DATA SHOWN Block Start

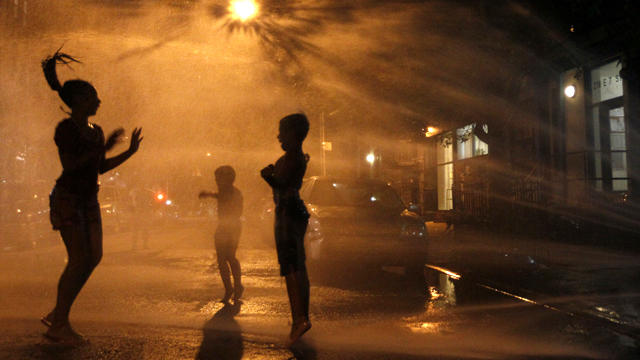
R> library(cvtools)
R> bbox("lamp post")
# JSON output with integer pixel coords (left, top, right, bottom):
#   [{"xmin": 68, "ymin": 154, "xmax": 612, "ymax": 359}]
[{"xmin": 366, "ymin": 152, "xmax": 375, "ymax": 178}]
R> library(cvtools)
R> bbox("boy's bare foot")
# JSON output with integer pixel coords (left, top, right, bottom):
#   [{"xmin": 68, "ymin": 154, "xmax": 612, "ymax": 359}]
[
  {"xmin": 233, "ymin": 284, "xmax": 244, "ymax": 302},
  {"xmin": 286, "ymin": 319, "xmax": 311, "ymax": 347},
  {"xmin": 40, "ymin": 311, "xmax": 55, "ymax": 328},
  {"xmin": 44, "ymin": 323, "xmax": 88, "ymax": 345}
]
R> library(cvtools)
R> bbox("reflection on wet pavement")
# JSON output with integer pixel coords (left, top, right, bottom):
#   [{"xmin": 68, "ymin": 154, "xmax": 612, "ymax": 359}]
[{"xmin": 0, "ymin": 227, "xmax": 629, "ymax": 359}]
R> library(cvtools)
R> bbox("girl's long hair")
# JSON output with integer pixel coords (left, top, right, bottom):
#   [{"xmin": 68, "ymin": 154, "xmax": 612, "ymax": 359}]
[{"xmin": 41, "ymin": 49, "xmax": 93, "ymax": 108}]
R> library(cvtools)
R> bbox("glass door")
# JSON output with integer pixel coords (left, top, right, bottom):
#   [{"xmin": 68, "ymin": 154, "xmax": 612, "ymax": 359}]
[{"xmin": 592, "ymin": 98, "xmax": 628, "ymax": 191}]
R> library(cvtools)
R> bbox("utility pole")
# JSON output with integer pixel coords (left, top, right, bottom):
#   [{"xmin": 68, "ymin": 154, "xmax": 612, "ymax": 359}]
[{"xmin": 321, "ymin": 112, "xmax": 326, "ymax": 176}]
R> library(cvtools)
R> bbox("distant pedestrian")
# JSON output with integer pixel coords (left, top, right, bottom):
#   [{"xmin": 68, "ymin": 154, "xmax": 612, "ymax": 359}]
[
  {"xmin": 260, "ymin": 113, "xmax": 311, "ymax": 346},
  {"xmin": 199, "ymin": 166, "xmax": 244, "ymax": 303},
  {"xmin": 129, "ymin": 185, "xmax": 152, "ymax": 250},
  {"xmin": 41, "ymin": 50, "xmax": 143, "ymax": 344}
]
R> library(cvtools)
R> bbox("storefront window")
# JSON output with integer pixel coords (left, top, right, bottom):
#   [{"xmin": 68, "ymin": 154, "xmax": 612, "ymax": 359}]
[
  {"xmin": 589, "ymin": 60, "xmax": 628, "ymax": 192},
  {"xmin": 610, "ymin": 108, "xmax": 626, "ymax": 150}
]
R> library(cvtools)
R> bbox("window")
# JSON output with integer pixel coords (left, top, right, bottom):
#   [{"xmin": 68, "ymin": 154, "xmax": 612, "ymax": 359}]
[
  {"xmin": 436, "ymin": 133, "xmax": 454, "ymax": 210},
  {"xmin": 588, "ymin": 60, "xmax": 628, "ymax": 192},
  {"xmin": 456, "ymin": 124, "xmax": 489, "ymax": 160},
  {"xmin": 436, "ymin": 124, "xmax": 489, "ymax": 210}
]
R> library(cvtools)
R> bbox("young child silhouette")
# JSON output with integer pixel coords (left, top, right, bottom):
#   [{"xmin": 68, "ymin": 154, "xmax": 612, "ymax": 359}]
[
  {"xmin": 260, "ymin": 113, "xmax": 311, "ymax": 346},
  {"xmin": 199, "ymin": 166, "xmax": 244, "ymax": 303}
]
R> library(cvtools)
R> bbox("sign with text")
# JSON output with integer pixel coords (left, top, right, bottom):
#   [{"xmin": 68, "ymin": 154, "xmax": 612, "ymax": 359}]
[{"xmin": 591, "ymin": 61, "xmax": 623, "ymax": 104}]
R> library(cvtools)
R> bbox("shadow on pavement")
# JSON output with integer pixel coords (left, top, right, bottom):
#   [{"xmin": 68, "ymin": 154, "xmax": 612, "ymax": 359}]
[{"xmin": 196, "ymin": 302, "xmax": 243, "ymax": 360}]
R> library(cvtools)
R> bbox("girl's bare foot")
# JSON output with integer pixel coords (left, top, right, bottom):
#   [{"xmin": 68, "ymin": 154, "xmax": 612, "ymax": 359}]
[{"xmin": 44, "ymin": 323, "xmax": 88, "ymax": 345}]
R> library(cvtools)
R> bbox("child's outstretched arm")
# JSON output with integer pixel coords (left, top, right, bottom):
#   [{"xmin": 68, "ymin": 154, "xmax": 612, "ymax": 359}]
[{"xmin": 198, "ymin": 191, "xmax": 218, "ymax": 199}]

DATA SHOWN Block End

WHAT IS REQUIRED: Give back the data exactly. Pictures stay out.

RESPONSE:
R> library(cvtools)
R> bbox("lamp post")
# JSON output with integer pixel coords (left, top, right, bottom):
#   [{"xmin": 68, "ymin": 154, "xmax": 612, "ymax": 359}]
[{"xmin": 366, "ymin": 152, "xmax": 375, "ymax": 178}]
R> library(cvtools)
R> bbox("boy's bare foot")
# JSON output with integer pixel coords (left, top, right, bottom):
#   [{"xmin": 68, "ymin": 154, "xmax": 612, "ymax": 359}]
[
  {"xmin": 233, "ymin": 284, "xmax": 244, "ymax": 302},
  {"xmin": 286, "ymin": 319, "xmax": 311, "ymax": 347},
  {"xmin": 40, "ymin": 311, "xmax": 55, "ymax": 328},
  {"xmin": 44, "ymin": 323, "xmax": 88, "ymax": 345}
]
R> library(cvtools)
R> bbox("reflection on wet pavement")
# JSON output with integer pixel coords (left, top, right, bottom):
#   [{"xmin": 68, "ymin": 154, "xmax": 612, "ymax": 359}]
[{"xmin": 0, "ymin": 227, "xmax": 629, "ymax": 359}]
R> library(cvtools)
R> bbox("girl's long hair")
# JSON output with integer pixel coords (left, top, right, bottom):
#   [{"xmin": 68, "ymin": 154, "xmax": 612, "ymax": 359}]
[{"xmin": 41, "ymin": 49, "xmax": 93, "ymax": 108}]
R> library(cvtools)
R> bbox("glass door")
# JSON output with integer pixel coords (left, top, right, bottom):
#   [{"xmin": 68, "ymin": 154, "xmax": 612, "ymax": 359}]
[{"xmin": 592, "ymin": 98, "xmax": 628, "ymax": 191}]
R> library(cvtools)
R> bbox("utility pole")
# JSON output with integer pixel coords (left, top, right, bottom):
#   [{"xmin": 68, "ymin": 154, "xmax": 612, "ymax": 359}]
[{"xmin": 321, "ymin": 112, "xmax": 326, "ymax": 176}]
R> library(cvtools)
R> bbox("distant pedestrian")
# JSON output with integer pixel coords (left, top, right, bottom):
#   [{"xmin": 68, "ymin": 154, "xmax": 612, "ymax": 359}]
[
  {"xmin": 260, "ymin": 113, "xmax": 311, "ymax": 346},
  {"xmin": 199, "ymin": 166, "xmax": 244, "ymax": 303},
  {"xmin": 129, "ymin": 185, "xmax": 152, "ymax": 250},
  {"xmin": 41, "ymin": 50, "xmax": 143, "ymax": 344}
]
R> library(cvtools)
R> bbox("storefront window")
# JSON output with integer pixel coords (left, top, right, bottom):
#   [{"xmin": 68, "ymin": 154, "xmax": 612, "ymax": 359}]
[
  {"xmin": 589, "ymin": 60, "xmax": 628, "ymax": 192},
  {"xmin": 610, "ymin": 108, "xmax": 626, "ymax": 150}
]
R> library(cvtools)
R> bbox("window")
# JSON output with integer pixel coords (left, top, right, bottom):
#   [{"xmin": 68, "ymin": 154, "xmax": 612, "ymax": 359}]
[
  {"xmin": 436, "ymin": 133, "xmax": 454, "ymax": 210},
  {"xmin": 588, "ymin": 60, "xmax": 628, "ymax": 192},
  {"xmin": 456, "ymin": 124, "xmax": 489, "ymax": 160},
  {"xmin": 436, "ymin": 124, "xmax": 489, "ymax": 210}
]
R> library(cvtools)
R> bbox("young child silhouette")
# JSON output with integer pixel coords (left, top, right, bottom):
#   [{"xmin": 68, "ymin": 154, "xmax": 612, "ymax": 359}]
[
  {"xmin": 260, "ymin": 113, "xmax": 311, "ymax": 346},
  {"xmin": 199, "ymin": 166, "xmax": 244, "ymax": 303}
]
R> library(cvtools)
R> bbox("sign with text")
# JSON output with integer pixel coords (left, top, right, bottom):
#   [{"xmin": 68, "ymin": 154, "xmax": 612, "ymax": 359}]
[{"xmin": 591, "ymin": 61, "xmax": 623, "ymax": 104}]
R> library(cvtools)
R> bbox("shadow on pavement")
# JSON output with integer pixel coords (left, top, right, bottom):
#   [{"xmin": 68, "ymin": 154, "xmax": 612, "ymax": 359}]
[{"xmin": 196, "ymin": 302, "xmax": 243, "ymax": 360}]
R> library(cvtools)
R> bbox("girl's bare foot")
# JSON output with integer pixel coords (left, top, right, bottom):
#   [{"xmin": 68, "ymin": 154, "xmax": 612, "ymax": 359}]
[{"xmin": 44, "ymin": 323, "xmax": 88, "ymax": 345}]
R> library(cvtools)
R> bbox("child's outstretched arm")
# JSON output with integer pixel coords (left, top, right, bottom):
#   [{"xmin": 68, "ymin": 154, "xmax": 612, "ymax": 359}]
[{"xmin": 198, "ymin": 191, "xmax": 218, "ymax": 199}]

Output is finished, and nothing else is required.